**TEXT PROVIDED:**
++++++++
Here are a few simple rules that will help keep you off the rocks -
1. Draw a schematic of your problem.
2. Label each value on the schematic that is known.
3. Determine What it is that you want to know. Is it the current, VOLTAGE, resistance, POWER, EFFICIENCY, INPUT OR OUTPUT?
4. Select the equation for your solution and use the EASIEST form of the equation. If you are looking for current, use I = E/R. If you are looking for VOLTAGE, use E = IR. If you are looking for resistance, use R = E/I.
5. (IMPORTANT) Apply the law to either a PART or the WHOLE circuit. DoN'T MIX UP YOUR VALUES. If you are looking for the resistance of a PART of a circuit, use the values or current and voltage for that PART. If you are looking for the TOTAL resistance, use the values of current and voltage for the TOTAL circuit.
6. Substitute the numerical values in your equation and solve.
You've been given a pretty big dose of formulas and equations all at once. They're hard to take - so, here's a "crutch" to help you over the rough spots. When you have a problem in current, voltage, or resistance sketch a "pie" and divide it into three pieces. Label each piece as in figure 42. Now, using your finger, cover up the quantity you want to know. What's left is the formula for solving for that quantity.
For example, if you want to know current, cover I; E/R remains, and I = E/R. If you want to know the voltage, cover E; IR remains, and E = IR. Likewise, if you want to know resistance, cover R; E/I remains, and R = E/I. You can make the same kind of "pie" for the power equation. It's shown in figure 43.

Figure 42. - Ohm's law.                    Figure 43. - Power equation.

Simple, isn't it? Let's try it on a few problems.
 

PROBLEMS IN SERIES CIRCUITS

The BEST (not always the easiest) way to get a clear understanding of circuits is to work circuit problems. You will learn a lot by going through each of the examples which follow. Each example has been selected to illustrate a practical circuit problem.

EXAMPLE 1 -
Three lamps are connected in series. Each has a resistance of 60 ohms. A generator producing 120 v. of EMF powers the circuit. What is the total current in the circuit, and what is the current through each lamp?
Rule 1. Sketch the circuit - figure 44.

Figure 44. - Example 1.

Rule 2. Label values.
Rule 3. What is wanted? I_t, I₁, I₂ and I₃.

Rule 4. Use I = E/R
Rule 5. Use I = E/R first, for the TOTAL current, and then, for the current of EACH LAMP.
Rule 6. Use I_t = E_t/R_t = 120/180 = 2/3 amp.
++++++++
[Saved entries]
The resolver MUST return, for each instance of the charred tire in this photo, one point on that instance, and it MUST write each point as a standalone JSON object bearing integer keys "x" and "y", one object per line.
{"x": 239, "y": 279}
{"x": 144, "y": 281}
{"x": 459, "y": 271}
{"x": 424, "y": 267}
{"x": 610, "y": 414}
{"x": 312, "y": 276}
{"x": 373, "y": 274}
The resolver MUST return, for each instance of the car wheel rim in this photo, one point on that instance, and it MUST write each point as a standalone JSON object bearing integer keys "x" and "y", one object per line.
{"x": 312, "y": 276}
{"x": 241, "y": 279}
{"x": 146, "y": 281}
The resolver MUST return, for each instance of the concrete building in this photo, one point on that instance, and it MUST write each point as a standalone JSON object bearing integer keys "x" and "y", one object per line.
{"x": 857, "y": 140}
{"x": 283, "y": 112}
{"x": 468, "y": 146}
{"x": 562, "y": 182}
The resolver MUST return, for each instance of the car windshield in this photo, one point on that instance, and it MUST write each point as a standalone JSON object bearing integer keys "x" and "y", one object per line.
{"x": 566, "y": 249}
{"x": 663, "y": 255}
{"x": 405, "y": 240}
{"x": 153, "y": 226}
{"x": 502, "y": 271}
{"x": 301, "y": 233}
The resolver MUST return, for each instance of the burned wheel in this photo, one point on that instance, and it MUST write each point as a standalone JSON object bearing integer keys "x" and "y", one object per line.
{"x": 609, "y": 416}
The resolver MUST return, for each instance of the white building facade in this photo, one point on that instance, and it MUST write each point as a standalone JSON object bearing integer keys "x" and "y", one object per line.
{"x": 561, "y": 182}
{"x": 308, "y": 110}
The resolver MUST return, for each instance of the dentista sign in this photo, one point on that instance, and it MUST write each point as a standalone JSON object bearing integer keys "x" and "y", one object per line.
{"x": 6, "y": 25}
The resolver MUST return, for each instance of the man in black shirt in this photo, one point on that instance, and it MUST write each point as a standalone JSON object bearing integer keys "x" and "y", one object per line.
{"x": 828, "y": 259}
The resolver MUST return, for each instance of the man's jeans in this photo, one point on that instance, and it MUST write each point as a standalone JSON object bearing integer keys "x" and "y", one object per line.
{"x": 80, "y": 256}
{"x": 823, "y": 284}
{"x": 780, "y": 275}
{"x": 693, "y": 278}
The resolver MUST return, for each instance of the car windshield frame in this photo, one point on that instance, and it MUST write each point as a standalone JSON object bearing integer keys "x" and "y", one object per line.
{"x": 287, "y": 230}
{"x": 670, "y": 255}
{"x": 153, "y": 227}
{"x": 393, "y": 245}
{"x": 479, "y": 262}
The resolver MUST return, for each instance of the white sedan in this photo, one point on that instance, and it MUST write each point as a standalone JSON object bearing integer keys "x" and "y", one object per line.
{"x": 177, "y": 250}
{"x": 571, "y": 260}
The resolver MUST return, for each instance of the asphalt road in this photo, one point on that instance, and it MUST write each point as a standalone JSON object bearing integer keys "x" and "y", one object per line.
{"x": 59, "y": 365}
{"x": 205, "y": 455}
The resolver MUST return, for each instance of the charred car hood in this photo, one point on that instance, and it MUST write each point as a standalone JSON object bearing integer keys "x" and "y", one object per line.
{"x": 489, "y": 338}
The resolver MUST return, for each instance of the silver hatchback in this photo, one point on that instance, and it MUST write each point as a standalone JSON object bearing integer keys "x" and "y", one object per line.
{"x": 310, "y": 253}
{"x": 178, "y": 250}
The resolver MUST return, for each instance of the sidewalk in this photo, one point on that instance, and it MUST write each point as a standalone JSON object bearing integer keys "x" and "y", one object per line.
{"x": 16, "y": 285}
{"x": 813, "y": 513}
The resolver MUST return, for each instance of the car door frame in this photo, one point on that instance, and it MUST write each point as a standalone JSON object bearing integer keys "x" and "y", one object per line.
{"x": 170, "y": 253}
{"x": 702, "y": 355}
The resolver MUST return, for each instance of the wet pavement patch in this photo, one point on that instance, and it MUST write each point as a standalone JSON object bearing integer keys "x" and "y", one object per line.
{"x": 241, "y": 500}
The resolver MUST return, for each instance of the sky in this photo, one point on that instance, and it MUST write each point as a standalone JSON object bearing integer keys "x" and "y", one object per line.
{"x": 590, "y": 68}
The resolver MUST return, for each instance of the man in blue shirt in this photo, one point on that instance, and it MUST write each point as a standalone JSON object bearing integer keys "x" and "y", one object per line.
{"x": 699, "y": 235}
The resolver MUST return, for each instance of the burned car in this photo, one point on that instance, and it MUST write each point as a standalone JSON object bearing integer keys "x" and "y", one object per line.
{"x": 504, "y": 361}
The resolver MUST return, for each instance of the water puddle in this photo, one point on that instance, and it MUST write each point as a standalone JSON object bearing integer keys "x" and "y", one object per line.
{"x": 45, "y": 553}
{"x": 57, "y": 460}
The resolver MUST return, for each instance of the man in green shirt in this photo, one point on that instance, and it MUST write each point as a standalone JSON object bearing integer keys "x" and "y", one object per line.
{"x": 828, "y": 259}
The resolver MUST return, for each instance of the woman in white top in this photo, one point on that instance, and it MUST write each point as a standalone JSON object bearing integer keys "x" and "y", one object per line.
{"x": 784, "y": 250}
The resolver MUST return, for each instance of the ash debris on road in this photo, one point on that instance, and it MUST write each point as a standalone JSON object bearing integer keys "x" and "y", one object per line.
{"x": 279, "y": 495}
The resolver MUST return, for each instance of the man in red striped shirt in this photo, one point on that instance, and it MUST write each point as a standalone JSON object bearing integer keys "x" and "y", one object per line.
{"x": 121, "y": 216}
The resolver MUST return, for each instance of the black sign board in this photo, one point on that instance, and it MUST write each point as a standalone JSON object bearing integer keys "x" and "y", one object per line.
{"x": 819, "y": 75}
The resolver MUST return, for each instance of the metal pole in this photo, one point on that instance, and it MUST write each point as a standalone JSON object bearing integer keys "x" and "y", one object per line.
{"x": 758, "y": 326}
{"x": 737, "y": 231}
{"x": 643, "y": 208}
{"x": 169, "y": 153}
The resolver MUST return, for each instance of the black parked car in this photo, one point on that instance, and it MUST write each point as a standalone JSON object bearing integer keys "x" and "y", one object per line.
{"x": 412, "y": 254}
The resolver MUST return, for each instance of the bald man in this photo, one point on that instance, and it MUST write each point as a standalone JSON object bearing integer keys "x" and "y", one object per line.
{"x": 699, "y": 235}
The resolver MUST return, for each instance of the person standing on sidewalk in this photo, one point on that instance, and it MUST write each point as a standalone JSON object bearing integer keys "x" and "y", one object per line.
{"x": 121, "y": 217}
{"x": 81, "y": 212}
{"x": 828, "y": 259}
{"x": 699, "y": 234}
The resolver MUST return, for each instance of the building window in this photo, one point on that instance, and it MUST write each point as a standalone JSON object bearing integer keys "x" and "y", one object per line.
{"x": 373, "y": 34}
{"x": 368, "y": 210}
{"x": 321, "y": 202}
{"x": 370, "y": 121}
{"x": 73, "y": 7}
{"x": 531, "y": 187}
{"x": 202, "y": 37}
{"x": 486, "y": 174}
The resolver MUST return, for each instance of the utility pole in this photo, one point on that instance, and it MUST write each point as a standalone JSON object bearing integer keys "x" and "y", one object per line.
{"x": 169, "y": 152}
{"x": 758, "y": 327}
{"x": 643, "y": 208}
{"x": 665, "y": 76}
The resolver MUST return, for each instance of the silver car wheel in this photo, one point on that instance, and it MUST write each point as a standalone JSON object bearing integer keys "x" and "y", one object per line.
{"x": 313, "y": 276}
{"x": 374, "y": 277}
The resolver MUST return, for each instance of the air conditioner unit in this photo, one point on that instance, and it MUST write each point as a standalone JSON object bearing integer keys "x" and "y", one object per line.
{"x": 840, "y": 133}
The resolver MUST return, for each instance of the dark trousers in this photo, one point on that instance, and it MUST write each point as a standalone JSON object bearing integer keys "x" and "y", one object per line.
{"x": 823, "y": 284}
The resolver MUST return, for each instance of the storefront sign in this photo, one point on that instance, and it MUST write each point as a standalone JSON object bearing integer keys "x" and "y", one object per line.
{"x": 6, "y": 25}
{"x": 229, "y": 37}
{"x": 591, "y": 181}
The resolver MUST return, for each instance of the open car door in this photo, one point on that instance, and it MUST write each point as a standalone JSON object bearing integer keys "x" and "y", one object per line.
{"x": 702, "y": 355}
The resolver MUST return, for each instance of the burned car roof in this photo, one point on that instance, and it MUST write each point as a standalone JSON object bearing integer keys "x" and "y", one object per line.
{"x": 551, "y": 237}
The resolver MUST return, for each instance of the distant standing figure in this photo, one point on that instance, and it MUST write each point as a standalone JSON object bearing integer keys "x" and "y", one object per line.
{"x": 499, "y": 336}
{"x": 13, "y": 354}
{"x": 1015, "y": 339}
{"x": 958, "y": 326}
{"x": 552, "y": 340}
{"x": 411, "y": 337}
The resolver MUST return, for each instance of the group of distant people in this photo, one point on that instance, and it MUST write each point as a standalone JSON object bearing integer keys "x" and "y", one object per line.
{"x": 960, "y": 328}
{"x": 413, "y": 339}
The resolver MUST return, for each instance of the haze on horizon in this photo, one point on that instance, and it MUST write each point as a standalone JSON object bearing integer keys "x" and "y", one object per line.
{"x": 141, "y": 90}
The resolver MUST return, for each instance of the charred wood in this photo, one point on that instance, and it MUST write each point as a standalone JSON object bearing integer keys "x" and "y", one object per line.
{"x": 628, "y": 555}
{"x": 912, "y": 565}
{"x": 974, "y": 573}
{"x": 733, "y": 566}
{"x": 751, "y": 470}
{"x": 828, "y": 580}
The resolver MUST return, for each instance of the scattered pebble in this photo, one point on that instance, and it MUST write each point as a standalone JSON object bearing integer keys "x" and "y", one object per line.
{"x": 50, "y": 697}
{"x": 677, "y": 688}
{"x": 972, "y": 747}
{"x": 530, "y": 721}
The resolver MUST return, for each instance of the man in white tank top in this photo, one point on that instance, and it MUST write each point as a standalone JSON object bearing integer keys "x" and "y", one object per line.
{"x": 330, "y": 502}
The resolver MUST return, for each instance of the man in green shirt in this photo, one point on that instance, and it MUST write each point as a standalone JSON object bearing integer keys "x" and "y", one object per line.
++++++++
**REQUIRED WORK:**
a - In the circuit rules text, name every quantity that the step beginning "Determine What it is that you want to know" lists as something you might be looking for.
b - Set down the part of the circuit rules text between "3. Determine What" and "equation and solve.", inclusive, word for word.

**WORKED SOLUTIONS:**
a - Current, voltage, resistance, power, efficiency, input, output

b -
3. Determine What it is that you want to know. Is it the current, VOLTAGE, resistance, POWER, EFFICIENCY, INPUT OR OUTPUT?
4. Select the equation for your solution and use the EASIEST form of the equation. If you are looking for current, use I = E/R. If you are looking for VOLTAGE, use E = IR. If you are looking for resistance, use R = E/I.
5. (IMPORTANT) Apply the law to either a PART or the WHOLE circuit. DoN'T MIX UP YOUR VALUES. If you are looking for the resistance of a PART of a circuit, use the values or current and voltage for that PART. If you are looking for the TOTAL resistance, use the values of current and voltage for the TOTAL circuit.
6. Substitute the numerical values in your equation and solve.